Dataset excerpts:
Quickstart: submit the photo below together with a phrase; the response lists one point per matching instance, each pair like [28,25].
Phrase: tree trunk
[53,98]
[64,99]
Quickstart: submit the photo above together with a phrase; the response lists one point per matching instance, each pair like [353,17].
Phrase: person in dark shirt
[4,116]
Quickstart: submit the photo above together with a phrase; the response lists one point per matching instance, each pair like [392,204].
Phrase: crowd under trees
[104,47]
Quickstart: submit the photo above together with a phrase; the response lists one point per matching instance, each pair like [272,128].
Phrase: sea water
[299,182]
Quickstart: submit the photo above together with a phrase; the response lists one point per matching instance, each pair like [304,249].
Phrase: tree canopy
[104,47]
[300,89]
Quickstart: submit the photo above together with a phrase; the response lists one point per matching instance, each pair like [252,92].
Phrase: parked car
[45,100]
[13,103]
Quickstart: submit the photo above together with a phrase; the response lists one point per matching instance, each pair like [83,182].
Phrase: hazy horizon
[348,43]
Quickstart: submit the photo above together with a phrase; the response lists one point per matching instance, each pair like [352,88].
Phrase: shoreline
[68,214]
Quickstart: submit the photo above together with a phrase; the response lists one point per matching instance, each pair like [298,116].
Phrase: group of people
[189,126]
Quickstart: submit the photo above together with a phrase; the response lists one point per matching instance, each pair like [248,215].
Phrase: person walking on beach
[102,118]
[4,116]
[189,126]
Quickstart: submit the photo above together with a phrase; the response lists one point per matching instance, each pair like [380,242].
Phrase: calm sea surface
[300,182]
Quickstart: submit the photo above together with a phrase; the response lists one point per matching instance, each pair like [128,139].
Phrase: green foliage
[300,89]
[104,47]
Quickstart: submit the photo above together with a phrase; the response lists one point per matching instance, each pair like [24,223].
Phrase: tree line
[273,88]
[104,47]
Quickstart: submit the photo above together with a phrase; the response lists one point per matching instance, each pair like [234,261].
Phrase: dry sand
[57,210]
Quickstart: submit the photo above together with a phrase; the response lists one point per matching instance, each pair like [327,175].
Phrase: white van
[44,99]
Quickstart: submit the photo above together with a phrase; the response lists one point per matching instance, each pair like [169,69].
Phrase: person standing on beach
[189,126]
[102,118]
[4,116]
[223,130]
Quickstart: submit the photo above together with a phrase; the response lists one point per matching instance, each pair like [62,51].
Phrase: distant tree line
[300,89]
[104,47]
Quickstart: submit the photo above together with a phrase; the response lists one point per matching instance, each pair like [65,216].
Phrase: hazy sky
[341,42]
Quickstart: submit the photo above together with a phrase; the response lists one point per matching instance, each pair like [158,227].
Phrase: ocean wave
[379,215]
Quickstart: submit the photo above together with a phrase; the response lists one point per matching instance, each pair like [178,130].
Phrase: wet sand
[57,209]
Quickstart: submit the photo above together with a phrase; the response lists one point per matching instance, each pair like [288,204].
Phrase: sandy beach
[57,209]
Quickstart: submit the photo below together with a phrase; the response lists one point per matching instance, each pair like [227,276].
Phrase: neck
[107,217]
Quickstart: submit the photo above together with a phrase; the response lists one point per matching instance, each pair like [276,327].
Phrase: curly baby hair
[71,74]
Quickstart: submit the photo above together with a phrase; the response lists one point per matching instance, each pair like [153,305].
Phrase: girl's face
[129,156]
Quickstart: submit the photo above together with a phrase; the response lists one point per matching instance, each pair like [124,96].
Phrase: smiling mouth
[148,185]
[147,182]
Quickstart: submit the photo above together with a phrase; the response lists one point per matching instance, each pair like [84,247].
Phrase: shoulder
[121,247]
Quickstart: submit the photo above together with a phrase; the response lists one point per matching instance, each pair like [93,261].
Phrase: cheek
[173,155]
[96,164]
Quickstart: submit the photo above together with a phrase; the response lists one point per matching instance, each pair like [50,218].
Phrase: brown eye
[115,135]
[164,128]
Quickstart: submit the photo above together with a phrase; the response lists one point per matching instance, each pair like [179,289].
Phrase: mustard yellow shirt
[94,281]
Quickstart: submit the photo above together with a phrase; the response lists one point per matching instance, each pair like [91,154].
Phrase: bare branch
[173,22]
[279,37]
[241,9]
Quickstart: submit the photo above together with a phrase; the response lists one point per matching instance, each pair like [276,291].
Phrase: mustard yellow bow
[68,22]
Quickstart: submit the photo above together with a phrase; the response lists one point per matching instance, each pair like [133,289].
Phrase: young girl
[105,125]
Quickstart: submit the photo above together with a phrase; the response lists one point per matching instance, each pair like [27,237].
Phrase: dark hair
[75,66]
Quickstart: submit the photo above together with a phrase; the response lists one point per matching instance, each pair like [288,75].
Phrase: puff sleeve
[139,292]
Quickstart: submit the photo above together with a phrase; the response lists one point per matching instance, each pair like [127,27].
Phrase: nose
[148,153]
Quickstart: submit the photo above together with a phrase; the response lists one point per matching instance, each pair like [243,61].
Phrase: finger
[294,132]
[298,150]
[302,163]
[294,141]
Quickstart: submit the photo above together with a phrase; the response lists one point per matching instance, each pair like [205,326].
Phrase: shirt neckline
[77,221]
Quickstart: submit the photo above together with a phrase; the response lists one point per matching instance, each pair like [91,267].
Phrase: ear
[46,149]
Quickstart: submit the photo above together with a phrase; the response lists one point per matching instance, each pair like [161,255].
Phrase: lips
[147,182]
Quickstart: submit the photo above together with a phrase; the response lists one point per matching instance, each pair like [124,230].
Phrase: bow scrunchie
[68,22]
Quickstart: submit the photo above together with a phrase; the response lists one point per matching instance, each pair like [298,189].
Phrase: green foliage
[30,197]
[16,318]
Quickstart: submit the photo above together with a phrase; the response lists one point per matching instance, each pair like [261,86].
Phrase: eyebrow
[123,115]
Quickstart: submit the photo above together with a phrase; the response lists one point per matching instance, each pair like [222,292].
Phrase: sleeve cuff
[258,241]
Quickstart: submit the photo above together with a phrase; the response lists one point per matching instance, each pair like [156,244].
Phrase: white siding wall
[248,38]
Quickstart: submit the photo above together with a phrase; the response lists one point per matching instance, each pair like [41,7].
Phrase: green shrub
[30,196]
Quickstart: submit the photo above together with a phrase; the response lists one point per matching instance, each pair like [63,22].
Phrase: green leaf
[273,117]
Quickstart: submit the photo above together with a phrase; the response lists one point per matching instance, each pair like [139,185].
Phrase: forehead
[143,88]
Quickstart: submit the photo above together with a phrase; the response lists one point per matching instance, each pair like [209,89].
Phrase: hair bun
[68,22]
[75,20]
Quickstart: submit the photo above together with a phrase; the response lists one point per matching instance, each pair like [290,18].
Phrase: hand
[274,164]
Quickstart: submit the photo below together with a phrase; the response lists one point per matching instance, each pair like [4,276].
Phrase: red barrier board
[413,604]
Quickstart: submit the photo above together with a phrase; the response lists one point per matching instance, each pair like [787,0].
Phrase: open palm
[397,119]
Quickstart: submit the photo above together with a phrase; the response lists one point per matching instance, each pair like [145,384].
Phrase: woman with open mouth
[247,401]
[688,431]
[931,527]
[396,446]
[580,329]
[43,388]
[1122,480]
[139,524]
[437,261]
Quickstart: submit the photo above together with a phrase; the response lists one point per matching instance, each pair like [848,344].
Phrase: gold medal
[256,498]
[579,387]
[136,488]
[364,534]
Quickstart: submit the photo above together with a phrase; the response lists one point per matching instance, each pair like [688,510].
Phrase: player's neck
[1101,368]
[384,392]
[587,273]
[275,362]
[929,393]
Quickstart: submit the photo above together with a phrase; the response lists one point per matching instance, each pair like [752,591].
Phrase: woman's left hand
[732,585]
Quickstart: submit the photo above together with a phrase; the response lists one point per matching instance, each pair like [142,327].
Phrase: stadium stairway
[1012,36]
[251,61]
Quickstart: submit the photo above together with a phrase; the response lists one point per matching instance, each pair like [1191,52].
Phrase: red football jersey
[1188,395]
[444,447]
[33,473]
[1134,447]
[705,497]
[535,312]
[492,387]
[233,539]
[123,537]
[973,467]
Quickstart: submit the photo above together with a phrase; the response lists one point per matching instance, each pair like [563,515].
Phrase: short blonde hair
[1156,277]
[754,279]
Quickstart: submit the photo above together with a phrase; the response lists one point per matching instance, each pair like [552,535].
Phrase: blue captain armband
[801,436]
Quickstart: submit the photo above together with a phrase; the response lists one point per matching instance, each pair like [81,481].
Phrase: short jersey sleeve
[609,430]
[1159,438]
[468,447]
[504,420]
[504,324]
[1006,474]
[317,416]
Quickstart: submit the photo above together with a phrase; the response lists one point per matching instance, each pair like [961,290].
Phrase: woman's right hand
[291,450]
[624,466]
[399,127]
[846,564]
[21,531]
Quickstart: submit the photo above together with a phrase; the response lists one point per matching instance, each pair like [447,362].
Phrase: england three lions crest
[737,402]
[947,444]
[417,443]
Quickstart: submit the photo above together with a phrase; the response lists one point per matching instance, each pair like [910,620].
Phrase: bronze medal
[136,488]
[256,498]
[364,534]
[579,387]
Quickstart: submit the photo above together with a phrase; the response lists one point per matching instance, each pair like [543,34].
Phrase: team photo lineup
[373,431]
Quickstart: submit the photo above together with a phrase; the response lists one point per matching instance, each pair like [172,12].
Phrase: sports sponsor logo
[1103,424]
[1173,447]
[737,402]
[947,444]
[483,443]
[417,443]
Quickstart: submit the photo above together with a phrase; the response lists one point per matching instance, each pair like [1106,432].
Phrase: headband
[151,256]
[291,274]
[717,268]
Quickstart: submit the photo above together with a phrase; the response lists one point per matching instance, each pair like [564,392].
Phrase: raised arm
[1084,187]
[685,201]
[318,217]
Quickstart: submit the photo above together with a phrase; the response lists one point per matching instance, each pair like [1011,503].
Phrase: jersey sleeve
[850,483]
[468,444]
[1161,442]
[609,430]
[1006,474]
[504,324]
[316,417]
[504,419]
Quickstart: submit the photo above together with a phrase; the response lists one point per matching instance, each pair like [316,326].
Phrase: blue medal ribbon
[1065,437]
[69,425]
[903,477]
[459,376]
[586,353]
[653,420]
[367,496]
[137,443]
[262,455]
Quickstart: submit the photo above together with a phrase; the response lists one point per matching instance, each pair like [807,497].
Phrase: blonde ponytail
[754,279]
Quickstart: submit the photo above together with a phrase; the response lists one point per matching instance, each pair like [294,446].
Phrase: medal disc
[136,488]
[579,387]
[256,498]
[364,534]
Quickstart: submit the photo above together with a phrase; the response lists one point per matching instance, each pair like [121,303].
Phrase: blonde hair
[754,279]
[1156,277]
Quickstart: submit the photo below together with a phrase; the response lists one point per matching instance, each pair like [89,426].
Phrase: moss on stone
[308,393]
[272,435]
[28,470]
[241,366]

BRIEF: Check each line above for the string "below" and copy the ones that have it.

RESPONSE TO THE TASK:
Quickstart: submit the photo below together with a phrase; the response lists one point per matching instance, each pair like [28,25].
Quickstart: submit the photo below together with a phrase; the response lists one point per matching instance, each pair like [227,276].
Quickstart: submit the photo below together with a phrase; the response lists one point per matching instance, each pair like [4,276].
Quickstart: submit the photo below together with a phrase; the response lists one point per matching instance, each pair like [89,426].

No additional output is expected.